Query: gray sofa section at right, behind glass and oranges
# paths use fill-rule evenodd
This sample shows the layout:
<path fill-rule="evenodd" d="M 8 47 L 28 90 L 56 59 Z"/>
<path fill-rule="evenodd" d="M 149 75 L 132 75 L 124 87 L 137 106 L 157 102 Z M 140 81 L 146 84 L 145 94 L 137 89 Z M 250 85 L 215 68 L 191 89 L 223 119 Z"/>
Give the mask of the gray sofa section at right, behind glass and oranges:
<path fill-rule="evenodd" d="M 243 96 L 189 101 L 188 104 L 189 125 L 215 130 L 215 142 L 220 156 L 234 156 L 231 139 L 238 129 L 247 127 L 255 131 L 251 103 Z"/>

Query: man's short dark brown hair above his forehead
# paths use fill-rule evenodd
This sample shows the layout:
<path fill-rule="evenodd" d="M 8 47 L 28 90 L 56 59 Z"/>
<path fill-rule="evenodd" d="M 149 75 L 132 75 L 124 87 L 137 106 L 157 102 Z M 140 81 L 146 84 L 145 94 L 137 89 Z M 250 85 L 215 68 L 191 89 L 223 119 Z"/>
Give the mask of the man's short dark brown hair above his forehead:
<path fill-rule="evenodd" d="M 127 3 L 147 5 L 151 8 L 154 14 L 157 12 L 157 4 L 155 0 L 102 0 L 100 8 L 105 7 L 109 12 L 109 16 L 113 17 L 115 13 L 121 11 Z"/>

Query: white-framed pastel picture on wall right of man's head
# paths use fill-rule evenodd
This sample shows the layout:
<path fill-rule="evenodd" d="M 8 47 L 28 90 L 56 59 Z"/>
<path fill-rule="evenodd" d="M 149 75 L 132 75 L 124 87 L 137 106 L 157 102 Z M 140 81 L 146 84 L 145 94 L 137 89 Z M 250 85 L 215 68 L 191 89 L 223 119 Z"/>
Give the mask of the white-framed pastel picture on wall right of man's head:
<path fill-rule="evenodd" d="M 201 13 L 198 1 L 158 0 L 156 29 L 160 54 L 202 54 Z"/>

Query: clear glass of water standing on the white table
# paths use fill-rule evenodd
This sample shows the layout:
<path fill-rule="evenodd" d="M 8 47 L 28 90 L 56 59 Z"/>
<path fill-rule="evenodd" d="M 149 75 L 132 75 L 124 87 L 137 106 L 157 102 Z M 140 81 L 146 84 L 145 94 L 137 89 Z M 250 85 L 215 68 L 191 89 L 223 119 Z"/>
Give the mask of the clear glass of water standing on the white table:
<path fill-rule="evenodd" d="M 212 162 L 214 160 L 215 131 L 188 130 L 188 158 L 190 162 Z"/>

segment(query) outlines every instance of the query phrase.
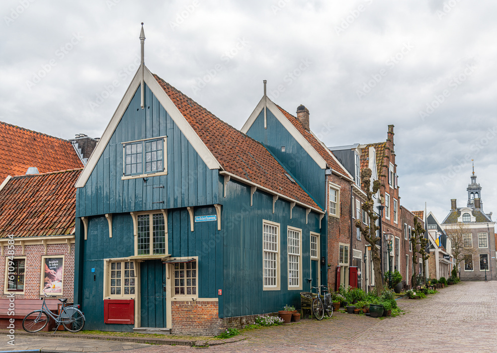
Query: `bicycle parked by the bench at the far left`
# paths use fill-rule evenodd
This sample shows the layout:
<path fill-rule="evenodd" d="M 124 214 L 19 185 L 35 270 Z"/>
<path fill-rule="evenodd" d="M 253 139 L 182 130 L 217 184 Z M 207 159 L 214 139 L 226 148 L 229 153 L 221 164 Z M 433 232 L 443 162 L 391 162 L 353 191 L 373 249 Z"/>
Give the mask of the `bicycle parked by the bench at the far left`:
<path fill-rule="evenodd" d="M 45 294 L 45 297 L 40 298 L 43 299 L 41 309 L 27 314 L 22 320 L 22 328 L 24 331 L 29 333 L 41 331 L 47 326 L 50 318 L 57 324 L 54 333 L 57 332 L 60 325 L 64 326 L 64 328 L 70 332 L 79 332 L 83 329 L 85 318 L 83 312 L 79 309 L 79 305 L 70 305 L 68 307 L 62 305 L 60 314 L 55 315 L 48 309 L 47 303 L 45 303 L 46 298 L 55 297 L 55 295 L 47 295 L 45 292 L 43 294 Z M 59 298 L 59 301 L 62 304 L 65 304 L 67 298 Z"/>

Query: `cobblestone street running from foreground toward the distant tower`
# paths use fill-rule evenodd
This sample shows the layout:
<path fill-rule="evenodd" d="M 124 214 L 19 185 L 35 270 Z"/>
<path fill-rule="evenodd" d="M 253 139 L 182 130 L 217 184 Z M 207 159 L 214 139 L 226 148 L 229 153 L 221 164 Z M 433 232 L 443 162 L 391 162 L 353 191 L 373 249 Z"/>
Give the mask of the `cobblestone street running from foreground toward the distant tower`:
<path fill-rule="evenodd" d="M 400 299 L 406 312 L 383 320 L 337 313 L 323 321 L 253 330 L 248 339 L 202 352 L 497 352 L 497 281 L 462 282 L 422 300 Z M 21 338 L 19 336 L 18 338 Z M 22 337 L 23 348 L 31 337 Z M 66 339 L 64 339 L 66 340 Z M 74 346 L 67 339 L 66 347 Z M 78 340 L 93 352 L 118 351 L 116 342 Z M 5 347 L 2 337 L 0 345 Z M 107 349 L 106 349 L 107 347 Z M 136 346 L 135 346 L 136 347 Z M 194 352 L 180 346 L 140 345 L 127 353 Z M 62 349 L 59 349 L 62 351 Z M 80 352 L 81 352 L 80 348 Z M 88 351 L 89 352 L 89 351 Z"/>

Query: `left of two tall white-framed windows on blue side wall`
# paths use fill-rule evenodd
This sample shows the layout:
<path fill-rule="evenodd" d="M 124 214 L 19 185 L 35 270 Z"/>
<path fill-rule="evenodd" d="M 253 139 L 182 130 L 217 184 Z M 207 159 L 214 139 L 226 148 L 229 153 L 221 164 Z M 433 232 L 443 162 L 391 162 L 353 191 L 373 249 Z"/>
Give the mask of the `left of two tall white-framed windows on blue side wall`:
<path fill-rule="evenodd" d="M 263 224 L 262 249 L 264 258 L 263 284 L 264 287 L 277 287 L 277 265 L 278 265 L 278 227 Z"/>

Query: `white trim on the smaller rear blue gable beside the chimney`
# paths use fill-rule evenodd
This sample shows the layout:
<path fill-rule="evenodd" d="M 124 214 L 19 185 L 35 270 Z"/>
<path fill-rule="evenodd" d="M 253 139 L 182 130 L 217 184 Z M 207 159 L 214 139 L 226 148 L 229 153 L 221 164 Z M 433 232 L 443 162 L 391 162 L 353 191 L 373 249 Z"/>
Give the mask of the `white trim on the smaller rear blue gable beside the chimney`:
<path fill-rule="evenodd" d="M 283 113 L 281 112 L 281 110 L 278 109 L 276 104 L 274 104 L 271 99 L 265 96 L 262 97 L 262 99 L 257 104 L 257 107 L 254 109 L 252 114 L 250 114 L 247 122 L 244 124 L 241 131 L 244 134 L 247 134 L 248 129 L 250 129 L 255 119 L 260 114 L 262 107 L 264 106 L 264 98 L 266 98 L 267 109 L 269 109 L 273 113 L 276 119 L 278 119 L 278 121 L 290 133 L 290 135 L 293 136 L 293 138 L 299 143 L 300 146 L 302 146 L 302 148 L 309 154 L 309 156 L 311 156 L 311 158 L 316 162 L 316 164 L 321 169 L 327 169 L 328 166 L 324 158 L 321 157 L 321 155 L 314 149 L 314 147 L 312 147 L 309 141 L 307 141 L 306 138 L 302 136 L 302 134 L 299 132 L 299 130 L 297 130 L 297 128 L 293 126 L 293 124 L 285 117 L 285 115 L 283 115 Z"/>

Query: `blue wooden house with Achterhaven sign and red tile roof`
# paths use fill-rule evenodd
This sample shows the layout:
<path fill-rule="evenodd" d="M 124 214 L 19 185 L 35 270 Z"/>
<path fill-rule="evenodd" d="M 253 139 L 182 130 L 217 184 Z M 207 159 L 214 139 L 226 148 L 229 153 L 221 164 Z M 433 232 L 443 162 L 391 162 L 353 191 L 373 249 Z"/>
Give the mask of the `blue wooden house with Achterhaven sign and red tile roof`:
<path fill-rule="evenodd" d="M 216 334 L 300 306 L 326 253 L 321 203 L 143 61 L 76 187 L 87 329 Z"/>

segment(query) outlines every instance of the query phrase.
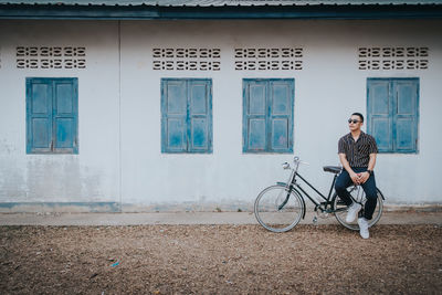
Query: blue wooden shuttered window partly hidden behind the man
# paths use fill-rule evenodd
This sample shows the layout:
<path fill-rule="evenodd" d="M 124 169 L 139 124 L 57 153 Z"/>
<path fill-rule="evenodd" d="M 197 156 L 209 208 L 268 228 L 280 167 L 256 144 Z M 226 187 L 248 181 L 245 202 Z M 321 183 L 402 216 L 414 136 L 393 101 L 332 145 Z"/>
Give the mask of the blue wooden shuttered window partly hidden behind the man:
<path fill-rule="evenodd" d="M 367 115 L 380 152 L 418 152 L 419 78 L 368 78 Z"/>

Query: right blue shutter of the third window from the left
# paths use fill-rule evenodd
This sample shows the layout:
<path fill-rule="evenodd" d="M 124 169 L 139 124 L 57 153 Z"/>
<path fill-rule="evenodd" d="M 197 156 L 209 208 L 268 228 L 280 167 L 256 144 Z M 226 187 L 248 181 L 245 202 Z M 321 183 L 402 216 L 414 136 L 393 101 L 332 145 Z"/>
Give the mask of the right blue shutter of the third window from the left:
<path fill-rule="evenodd" d="M 272 151 L 292 151 L 293 81 L 270 82 L 269 143 Z"/>

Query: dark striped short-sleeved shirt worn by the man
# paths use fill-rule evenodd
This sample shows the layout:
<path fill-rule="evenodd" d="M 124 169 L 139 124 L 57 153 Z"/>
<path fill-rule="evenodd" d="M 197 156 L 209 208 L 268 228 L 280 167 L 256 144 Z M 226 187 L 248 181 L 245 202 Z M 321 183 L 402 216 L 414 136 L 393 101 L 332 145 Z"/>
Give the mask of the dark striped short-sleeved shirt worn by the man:
<path fill-rule="evenodd" d="M 338 154 L 345 154 L 350 167 L 368 167 L 370 154 L 377 154 L 378 146 L 371 135 L 360 131 L 357 141 L 351 133 L 343 136 L 338 143 Z"/>

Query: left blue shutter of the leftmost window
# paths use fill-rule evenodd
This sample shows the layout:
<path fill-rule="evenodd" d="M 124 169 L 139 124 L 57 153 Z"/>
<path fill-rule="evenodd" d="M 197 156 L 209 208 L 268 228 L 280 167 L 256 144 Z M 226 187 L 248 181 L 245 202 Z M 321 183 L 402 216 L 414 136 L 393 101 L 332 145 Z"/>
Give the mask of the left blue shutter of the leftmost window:
<path fill-rule="evenodd" d="M 50 152 L 52 145 L 52 83 L 27 78 L 27 152 Z"/>

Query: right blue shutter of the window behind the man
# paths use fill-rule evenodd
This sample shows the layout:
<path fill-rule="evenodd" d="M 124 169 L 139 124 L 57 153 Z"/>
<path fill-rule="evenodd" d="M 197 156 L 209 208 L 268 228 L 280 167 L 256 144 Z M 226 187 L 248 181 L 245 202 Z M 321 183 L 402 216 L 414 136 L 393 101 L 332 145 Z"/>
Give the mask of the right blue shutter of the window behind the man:
<path fill-rule="evenodd" d="M 418 81 L 399 80 L 393 85 L 393 138 L 397 151 L 417 151 Z"/>

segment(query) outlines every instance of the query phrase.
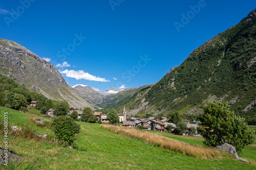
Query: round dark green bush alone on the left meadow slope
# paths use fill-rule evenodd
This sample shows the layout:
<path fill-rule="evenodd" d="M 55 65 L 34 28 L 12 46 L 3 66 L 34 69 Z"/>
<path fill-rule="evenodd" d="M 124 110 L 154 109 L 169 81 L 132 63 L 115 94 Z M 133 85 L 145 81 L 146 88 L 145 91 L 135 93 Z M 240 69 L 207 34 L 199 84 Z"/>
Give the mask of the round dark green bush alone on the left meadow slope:
<path fill-rule="evenodd" d="M 53 132 L 64 145 L 72 145 L 75 134 L 80 133 L 80 125 L 69 116 L 57 116 L 52 120 Z"/>

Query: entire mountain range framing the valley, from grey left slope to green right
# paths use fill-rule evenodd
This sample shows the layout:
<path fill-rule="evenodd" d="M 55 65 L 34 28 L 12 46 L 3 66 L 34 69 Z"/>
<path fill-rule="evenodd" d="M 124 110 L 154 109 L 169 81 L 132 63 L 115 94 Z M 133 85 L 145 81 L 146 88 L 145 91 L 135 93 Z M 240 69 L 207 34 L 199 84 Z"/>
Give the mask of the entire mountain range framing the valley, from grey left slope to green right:
<path fill-rule="evenodd" d="M 256 9 L 196 48 L 156 84 L 103 92 L 89 86 L 72 88 L 53 64 L 5 39 L 0 39 L 0 74 L 76 108 L 97 105 L 121 112 L 125 105 L 127 114 L 199 114 L 206 103 L 222 100 L 249 122 L 256 119 L 255 46 Z"/>

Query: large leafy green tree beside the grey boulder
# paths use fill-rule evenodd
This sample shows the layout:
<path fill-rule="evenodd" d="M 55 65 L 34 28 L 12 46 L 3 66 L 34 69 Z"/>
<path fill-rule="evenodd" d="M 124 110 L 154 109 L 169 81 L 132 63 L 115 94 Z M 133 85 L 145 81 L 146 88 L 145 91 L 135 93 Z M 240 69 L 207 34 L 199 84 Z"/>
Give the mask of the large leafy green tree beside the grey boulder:
<path fill-rule="evenodd" d="M 226 142 L 233 145 L 238 153 L 243 152 L 245 145 L 254 141 L 244 118 L 230 111 L 227 102 L 211 102 L 203 108 L 204 113 L 199 117 L 200 131 L 210 147 Z M 204 128 L 208 127 L 208 128 Z"/>

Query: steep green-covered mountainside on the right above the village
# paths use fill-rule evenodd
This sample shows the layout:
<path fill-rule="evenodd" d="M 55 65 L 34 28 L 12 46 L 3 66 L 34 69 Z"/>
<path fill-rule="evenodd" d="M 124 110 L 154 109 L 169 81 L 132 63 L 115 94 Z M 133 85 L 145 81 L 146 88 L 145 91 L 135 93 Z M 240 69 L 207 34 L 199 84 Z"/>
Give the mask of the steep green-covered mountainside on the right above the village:
<path fill-rule="evenodd" d="M 205 103 L 222 100 L 255 122 L 256 10 L 191 52 L 151 89 L 135 94 L 125 105 L 127 114 L 202 113 Z M 171 69 L 172 70 L 172 69 Z"/>

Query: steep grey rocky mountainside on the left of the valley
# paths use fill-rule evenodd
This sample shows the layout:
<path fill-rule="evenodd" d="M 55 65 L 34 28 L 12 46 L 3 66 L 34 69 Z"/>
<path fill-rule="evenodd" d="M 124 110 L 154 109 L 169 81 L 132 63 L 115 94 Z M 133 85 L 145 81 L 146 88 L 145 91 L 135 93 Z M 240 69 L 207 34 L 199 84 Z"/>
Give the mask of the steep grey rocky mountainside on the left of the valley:
<path fill-rule="evenodd" d="M 0 39 L 0 74 L 14 79 L 18 84 L 25 84 L 49 99 L 65 100 L 76 108 L 94 108 L 92 103 L 67 84 L 51 63 L 14 41 Z"/>

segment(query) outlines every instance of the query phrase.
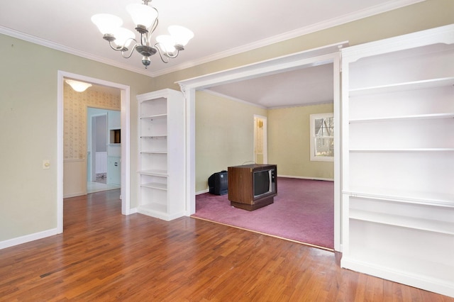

• **Problem requirements**
Output the lines above exactly, but only those between the line holding "Give the mask of the dark" and the line holding "Query: right blue shutter of the window", inclusive.

• **Task result**
Give the mask of the dark striped short-sleeved shirt worn by the man:
<path fill-rule="evenodd" d="M 338 154 L 345 154 L 350 167 L 368 167 L 370 154 L 377 154 L 378 146 L 371 135 L 360 131 L 357 141 L 351 133 L 343 136 L 338 143 Z"/>

Query: left blue shutter of the leftmost window
# paths use fill-rule evenodd
This sample shows the layout:
<path fill-rule="evenodd" d="M 124 169 L 139 124 L 57 153 Z"/>
<path fill-rule="evenodd" d="M 197 156 L 209 208 L 268 228 L 280 167 L 256 144 Z M 226 187 L 248 181 L 245 202 Z M 321 183 L 402 216 L 414 136 L 393 101 L 332 145 Z"/>
Give the mask of the left blue shutter of the leftmost window:
<path fill-rule="evenodd" d="M 50 152 L 52 145 L 52 83 L 27 78 L 27 152 Z"/>

Query: right blue shutter of the window behind the man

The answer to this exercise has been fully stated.